Hi Everyone,

We are using solr8.5.2 (Solr cloud mode), external zookeeper ensemble
(hosted on the separate node)
All of a sudden we are seeing sudden spike in CPU but at the same same time
neither any heavy indexing is performed nor any sudden increase in request
rate.

Collection info:
Collection has 6 shards and each shard has 5 replicas (NRT type) and each
replica is hosted on a separate VM. Total we have 30 VMs running.

Each shard have 14 million docs, Avg size/doc: 909.5b, Size of each shard is
around 12GB.

This sudden spike first started on one VM and immediately (within 1 minute),
such CPU spikes also occurred on 2-3 more VMs. At the same time remaining
unaffected VMs were running fine. We have had let these high CPU VMs running
for some time (more than 8 hours) but still, CPU was not coming down.

Entries for bounding box labeling:

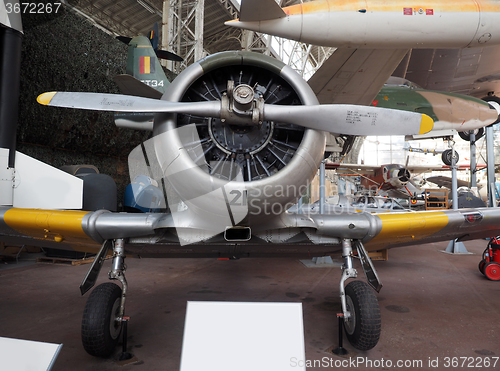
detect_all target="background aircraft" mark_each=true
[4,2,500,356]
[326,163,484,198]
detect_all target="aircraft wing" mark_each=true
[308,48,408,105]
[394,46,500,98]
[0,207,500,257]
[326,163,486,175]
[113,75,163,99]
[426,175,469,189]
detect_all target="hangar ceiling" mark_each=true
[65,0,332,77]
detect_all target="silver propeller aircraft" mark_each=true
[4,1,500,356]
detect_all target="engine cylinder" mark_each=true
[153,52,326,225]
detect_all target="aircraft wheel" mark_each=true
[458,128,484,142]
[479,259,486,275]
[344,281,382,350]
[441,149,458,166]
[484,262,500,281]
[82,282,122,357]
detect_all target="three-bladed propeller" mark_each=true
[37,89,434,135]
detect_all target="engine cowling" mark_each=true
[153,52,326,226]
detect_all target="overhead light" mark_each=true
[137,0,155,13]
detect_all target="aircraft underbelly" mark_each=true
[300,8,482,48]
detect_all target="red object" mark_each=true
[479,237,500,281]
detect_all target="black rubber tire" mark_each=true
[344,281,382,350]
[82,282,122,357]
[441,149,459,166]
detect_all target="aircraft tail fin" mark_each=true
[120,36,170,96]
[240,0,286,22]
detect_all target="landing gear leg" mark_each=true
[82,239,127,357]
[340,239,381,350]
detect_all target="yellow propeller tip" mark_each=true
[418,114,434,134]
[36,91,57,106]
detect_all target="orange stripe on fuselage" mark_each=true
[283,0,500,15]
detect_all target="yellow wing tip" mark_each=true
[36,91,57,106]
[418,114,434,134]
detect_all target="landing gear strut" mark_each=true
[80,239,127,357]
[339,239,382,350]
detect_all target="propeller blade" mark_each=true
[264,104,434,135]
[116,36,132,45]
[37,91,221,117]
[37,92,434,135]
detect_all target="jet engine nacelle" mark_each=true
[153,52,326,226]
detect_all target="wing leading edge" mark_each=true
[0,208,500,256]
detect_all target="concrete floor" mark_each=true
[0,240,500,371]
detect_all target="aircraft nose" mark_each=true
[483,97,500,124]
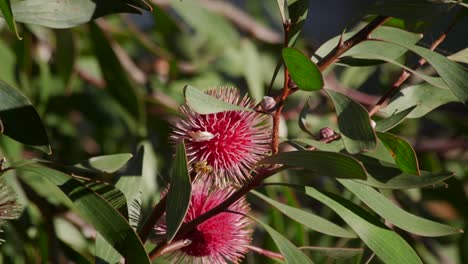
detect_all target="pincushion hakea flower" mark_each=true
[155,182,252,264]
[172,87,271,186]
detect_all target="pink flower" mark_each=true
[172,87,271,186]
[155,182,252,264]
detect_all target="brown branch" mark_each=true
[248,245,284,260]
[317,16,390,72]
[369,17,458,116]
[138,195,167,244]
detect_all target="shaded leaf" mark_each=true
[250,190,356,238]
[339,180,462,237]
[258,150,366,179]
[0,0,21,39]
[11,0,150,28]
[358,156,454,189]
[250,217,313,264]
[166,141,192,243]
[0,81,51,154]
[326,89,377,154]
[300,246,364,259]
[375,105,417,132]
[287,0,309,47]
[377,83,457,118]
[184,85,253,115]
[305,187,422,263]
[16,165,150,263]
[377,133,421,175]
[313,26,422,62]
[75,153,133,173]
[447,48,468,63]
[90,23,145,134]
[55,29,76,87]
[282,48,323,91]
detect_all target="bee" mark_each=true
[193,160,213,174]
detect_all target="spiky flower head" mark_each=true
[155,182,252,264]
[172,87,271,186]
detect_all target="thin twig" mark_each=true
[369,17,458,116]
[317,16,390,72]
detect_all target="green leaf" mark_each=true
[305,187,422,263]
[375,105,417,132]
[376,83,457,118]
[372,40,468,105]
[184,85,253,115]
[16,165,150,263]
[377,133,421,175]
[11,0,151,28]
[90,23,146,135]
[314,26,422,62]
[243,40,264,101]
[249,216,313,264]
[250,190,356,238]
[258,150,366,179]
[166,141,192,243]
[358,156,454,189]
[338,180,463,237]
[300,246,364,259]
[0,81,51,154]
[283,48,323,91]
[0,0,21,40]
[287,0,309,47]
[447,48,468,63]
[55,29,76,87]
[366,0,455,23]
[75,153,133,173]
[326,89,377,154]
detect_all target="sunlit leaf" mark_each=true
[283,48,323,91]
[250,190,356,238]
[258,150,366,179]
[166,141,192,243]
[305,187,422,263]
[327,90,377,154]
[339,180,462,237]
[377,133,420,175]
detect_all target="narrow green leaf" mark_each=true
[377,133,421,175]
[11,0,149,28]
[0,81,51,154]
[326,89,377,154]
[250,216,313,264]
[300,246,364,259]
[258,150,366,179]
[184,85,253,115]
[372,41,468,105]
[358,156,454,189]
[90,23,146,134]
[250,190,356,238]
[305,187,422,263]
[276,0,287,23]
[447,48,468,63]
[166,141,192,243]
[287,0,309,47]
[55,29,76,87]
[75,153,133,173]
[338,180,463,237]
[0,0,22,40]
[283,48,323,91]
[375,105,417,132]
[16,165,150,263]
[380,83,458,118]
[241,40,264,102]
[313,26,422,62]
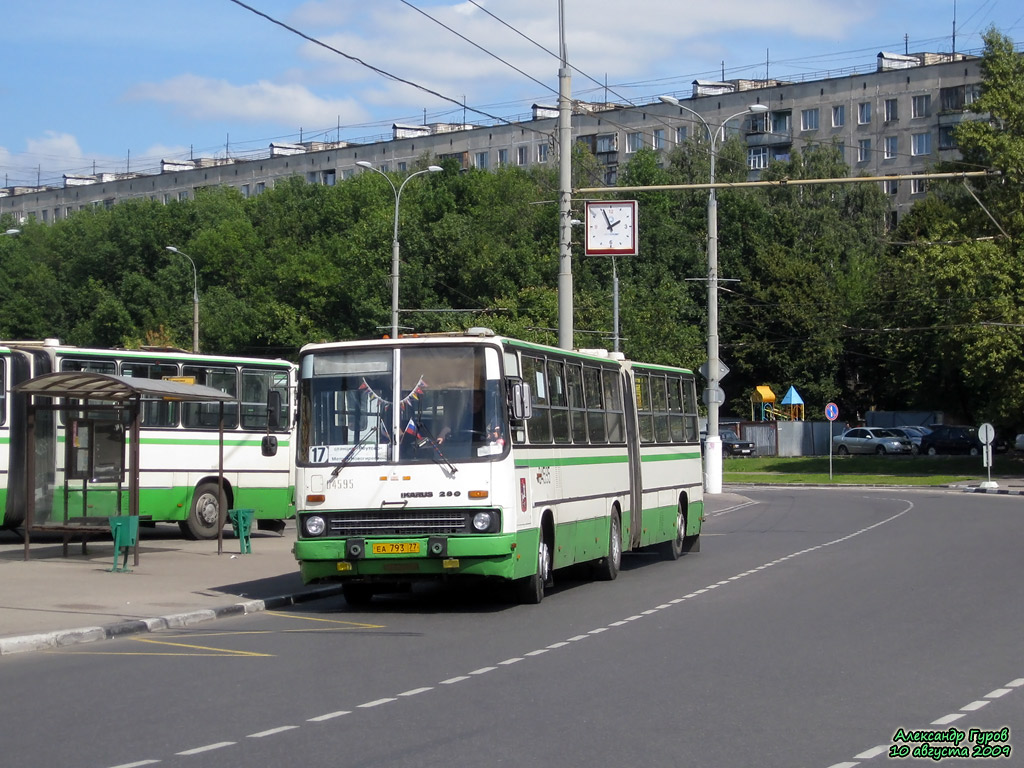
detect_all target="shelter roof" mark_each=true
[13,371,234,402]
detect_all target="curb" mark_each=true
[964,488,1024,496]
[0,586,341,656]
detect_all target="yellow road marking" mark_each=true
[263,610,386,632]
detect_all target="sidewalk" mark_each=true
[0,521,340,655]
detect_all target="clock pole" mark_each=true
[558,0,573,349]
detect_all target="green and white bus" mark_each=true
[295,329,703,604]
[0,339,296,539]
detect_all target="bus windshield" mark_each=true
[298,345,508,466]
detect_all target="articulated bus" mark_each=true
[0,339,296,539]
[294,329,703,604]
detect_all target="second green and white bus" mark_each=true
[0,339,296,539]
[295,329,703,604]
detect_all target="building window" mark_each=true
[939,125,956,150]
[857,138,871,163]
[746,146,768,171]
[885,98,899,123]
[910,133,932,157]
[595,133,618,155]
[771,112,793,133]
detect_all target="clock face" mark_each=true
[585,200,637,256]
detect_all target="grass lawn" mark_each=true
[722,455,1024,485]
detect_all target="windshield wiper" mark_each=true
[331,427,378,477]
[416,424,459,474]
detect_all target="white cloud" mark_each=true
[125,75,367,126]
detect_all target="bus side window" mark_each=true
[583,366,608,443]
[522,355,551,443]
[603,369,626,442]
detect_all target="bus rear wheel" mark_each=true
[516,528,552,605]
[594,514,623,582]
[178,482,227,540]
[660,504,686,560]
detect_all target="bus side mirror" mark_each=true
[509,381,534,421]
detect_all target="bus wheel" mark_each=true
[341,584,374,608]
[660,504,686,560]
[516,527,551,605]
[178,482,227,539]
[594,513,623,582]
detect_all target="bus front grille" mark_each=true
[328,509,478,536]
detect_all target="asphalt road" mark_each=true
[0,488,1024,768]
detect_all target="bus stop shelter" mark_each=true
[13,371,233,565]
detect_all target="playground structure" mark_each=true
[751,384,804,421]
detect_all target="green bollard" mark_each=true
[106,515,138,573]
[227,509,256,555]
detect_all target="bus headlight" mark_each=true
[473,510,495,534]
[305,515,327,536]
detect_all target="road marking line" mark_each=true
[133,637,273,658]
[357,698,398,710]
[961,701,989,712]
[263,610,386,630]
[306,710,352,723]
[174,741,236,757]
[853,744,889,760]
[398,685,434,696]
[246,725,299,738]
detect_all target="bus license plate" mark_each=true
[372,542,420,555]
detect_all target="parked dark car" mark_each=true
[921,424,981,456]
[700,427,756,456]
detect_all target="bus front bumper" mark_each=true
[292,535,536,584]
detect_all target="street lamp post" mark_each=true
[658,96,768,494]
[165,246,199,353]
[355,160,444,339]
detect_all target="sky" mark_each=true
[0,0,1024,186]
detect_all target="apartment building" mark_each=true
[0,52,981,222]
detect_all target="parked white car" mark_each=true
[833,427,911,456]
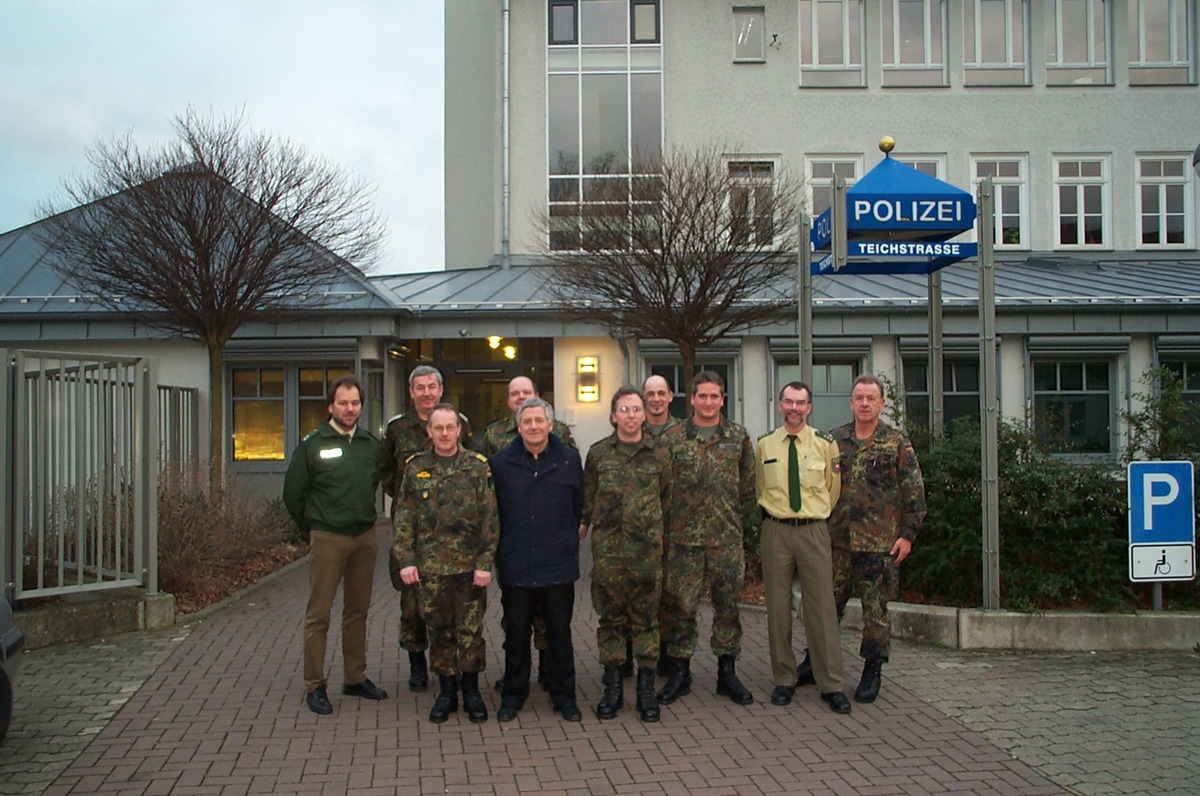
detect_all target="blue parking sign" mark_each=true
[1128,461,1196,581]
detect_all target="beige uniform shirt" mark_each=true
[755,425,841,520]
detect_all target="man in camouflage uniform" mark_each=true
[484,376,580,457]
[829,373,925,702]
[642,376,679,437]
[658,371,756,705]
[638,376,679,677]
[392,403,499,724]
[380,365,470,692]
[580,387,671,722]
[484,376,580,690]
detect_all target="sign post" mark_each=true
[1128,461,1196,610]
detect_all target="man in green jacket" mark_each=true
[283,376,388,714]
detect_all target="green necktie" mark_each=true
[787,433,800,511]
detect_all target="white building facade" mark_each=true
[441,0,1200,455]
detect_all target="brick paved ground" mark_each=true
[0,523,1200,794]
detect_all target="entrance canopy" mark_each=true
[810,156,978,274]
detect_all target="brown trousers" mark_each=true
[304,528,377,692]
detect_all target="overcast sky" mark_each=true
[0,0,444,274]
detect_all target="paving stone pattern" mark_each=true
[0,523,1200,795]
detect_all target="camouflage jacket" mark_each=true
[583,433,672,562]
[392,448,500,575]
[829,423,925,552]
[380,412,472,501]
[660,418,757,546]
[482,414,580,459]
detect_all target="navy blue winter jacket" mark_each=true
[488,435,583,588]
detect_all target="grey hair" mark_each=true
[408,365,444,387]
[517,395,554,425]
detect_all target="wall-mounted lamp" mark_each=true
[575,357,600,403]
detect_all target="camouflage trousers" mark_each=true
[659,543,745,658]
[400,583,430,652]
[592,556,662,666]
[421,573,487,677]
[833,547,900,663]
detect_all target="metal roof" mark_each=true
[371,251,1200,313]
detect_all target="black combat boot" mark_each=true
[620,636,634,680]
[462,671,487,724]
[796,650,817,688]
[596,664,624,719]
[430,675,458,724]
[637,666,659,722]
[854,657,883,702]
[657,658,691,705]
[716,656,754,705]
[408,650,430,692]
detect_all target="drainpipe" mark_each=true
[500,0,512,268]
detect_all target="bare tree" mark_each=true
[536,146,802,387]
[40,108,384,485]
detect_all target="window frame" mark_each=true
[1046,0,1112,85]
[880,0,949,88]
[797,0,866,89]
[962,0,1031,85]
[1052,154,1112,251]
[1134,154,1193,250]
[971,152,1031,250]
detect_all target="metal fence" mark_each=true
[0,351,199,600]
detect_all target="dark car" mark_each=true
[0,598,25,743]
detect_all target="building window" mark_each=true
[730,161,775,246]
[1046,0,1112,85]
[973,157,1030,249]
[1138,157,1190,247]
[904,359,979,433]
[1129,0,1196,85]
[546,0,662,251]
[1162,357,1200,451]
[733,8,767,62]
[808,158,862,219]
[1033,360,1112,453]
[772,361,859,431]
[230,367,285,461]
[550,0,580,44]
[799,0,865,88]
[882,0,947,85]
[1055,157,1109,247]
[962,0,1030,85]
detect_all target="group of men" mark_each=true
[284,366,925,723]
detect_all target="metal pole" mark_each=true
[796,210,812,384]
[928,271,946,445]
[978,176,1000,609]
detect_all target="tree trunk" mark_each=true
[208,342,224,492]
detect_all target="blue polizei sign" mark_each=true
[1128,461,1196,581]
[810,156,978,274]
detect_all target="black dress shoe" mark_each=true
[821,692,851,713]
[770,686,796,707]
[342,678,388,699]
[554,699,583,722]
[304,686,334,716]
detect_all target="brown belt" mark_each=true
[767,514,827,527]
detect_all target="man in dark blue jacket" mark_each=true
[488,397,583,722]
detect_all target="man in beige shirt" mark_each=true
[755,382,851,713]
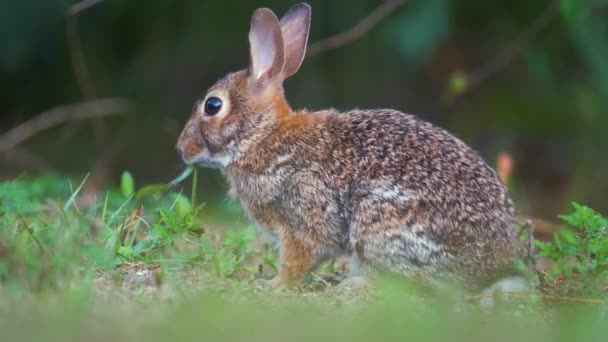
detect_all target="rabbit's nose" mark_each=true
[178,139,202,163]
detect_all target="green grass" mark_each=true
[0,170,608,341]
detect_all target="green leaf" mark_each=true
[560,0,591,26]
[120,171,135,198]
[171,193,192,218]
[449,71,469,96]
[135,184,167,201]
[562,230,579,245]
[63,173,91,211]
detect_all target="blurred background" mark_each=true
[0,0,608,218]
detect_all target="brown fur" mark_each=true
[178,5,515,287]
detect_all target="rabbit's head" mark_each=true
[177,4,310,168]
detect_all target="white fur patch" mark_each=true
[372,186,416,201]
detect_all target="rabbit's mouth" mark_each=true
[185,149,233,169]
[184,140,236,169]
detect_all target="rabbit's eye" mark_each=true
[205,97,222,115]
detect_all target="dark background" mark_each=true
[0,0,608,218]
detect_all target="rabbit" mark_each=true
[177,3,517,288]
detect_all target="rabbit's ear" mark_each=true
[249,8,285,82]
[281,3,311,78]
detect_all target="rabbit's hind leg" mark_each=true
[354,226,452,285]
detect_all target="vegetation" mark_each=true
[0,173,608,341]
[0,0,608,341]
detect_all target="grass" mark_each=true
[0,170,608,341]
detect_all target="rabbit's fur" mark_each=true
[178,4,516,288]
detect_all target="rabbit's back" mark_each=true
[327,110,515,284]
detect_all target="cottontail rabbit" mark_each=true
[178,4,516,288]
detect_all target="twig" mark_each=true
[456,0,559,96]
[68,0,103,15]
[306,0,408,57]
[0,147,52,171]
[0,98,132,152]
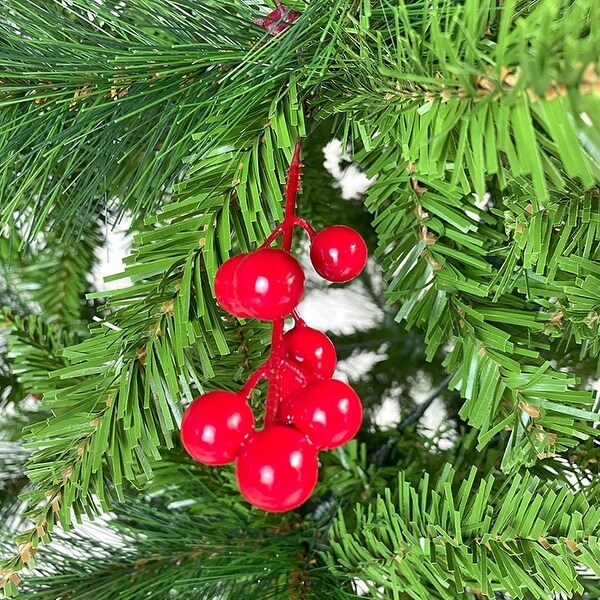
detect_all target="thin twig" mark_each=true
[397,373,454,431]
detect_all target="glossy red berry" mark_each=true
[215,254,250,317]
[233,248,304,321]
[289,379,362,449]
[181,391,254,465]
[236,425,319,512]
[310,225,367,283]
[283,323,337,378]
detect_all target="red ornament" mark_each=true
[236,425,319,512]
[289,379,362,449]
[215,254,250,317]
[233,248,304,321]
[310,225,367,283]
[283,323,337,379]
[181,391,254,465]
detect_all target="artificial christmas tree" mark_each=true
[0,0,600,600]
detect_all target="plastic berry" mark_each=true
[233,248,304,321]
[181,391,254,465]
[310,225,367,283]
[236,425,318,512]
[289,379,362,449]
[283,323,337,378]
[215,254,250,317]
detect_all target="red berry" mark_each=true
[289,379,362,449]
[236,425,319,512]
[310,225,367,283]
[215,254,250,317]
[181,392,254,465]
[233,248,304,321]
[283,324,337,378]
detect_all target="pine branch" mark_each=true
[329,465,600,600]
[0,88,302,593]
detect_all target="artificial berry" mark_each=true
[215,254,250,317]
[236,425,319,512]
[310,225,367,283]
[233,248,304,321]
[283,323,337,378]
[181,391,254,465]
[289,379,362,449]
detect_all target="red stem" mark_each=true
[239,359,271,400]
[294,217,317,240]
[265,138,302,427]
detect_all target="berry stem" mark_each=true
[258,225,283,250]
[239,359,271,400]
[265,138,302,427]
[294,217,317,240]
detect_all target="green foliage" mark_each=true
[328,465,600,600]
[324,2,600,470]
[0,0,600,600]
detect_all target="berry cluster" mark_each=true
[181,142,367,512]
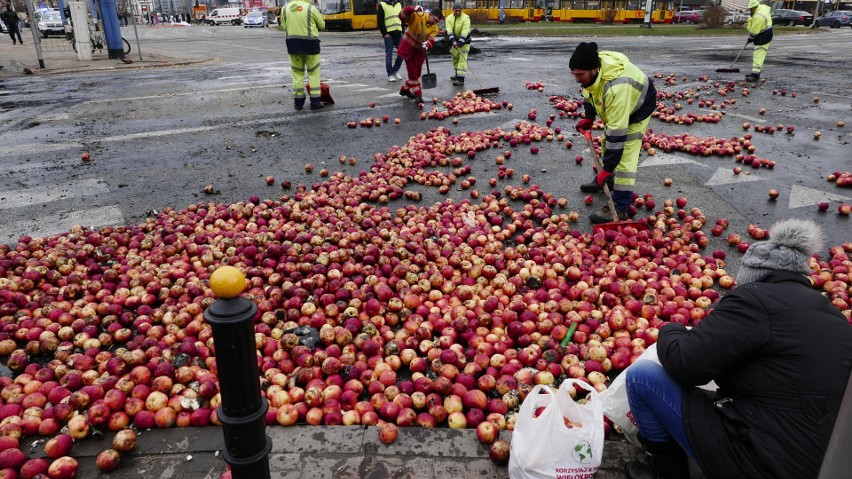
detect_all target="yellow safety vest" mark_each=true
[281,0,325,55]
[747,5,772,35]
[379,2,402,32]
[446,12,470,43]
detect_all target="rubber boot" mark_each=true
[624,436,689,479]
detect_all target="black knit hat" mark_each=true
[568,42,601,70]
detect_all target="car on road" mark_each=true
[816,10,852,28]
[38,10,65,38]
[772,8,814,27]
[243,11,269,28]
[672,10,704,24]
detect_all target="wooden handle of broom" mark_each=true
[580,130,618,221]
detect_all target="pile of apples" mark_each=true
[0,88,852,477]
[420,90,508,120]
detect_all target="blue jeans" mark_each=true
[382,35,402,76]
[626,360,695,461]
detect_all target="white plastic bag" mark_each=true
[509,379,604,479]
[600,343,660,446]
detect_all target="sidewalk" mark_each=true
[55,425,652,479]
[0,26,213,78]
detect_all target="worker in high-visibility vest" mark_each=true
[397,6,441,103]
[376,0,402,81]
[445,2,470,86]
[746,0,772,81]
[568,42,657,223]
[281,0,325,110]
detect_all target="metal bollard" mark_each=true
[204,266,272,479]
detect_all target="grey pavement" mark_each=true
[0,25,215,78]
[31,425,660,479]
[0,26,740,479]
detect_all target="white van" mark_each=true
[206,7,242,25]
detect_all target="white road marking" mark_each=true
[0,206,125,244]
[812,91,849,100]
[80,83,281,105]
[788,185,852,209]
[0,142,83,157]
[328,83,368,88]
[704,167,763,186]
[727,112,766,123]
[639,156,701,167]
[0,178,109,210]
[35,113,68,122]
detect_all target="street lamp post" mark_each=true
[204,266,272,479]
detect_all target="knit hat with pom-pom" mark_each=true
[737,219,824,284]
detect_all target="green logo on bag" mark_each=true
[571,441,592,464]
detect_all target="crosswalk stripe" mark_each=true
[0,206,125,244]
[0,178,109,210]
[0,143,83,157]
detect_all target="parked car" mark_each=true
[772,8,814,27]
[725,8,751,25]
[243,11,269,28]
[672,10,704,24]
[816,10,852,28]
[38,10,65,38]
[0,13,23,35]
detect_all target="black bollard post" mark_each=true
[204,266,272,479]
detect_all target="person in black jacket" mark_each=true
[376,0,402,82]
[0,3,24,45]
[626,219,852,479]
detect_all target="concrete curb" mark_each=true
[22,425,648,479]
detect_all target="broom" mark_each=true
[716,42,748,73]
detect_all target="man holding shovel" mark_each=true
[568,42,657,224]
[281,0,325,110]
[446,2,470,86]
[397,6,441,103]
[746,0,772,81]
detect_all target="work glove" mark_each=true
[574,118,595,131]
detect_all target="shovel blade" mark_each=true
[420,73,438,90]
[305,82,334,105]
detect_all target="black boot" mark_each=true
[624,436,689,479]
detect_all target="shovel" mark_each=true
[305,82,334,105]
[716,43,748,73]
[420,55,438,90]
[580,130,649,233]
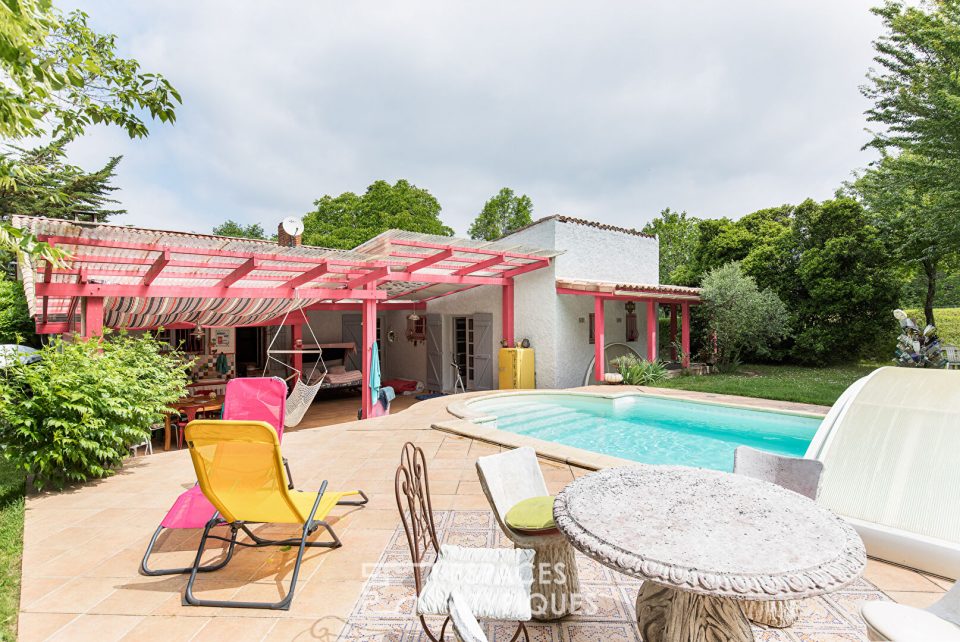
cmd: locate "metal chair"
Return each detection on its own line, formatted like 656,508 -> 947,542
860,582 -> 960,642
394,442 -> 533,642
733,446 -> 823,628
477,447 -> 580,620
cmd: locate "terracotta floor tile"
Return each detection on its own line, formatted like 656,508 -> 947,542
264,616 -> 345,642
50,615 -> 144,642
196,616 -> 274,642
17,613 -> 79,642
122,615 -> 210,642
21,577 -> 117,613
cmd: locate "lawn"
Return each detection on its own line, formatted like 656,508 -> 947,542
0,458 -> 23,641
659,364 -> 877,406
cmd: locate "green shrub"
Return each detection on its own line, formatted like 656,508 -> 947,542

* TASKS TO COMPLETE:
1. List every figure given under "Collection info" in the Solr post, with what each one measures.
2. From the Solr post, copy out the passage starting with "All of a sudden" and going on through "30 VMs running.".
The items stand apart from the Solr post and are separate material.

* IN RESPONSE:
1.
- 6 shards in the collection
- 5 replicas per shard (NRT type)
- 30 VMs running in total
- 14 million docs per shard
- 909.5b average size per doc
- around 12GB per shard

2.
All of a sudden we are seeing sudden spike in CPU but at the same same time
neither any heavy indexing is performed nor any sudden increase in request
rate.

Collection info:
Collection has 6 shards and each shard has 5 replicas (NRT type) and each
replica is hosted on a separate VM. Total we have 30 VMs running.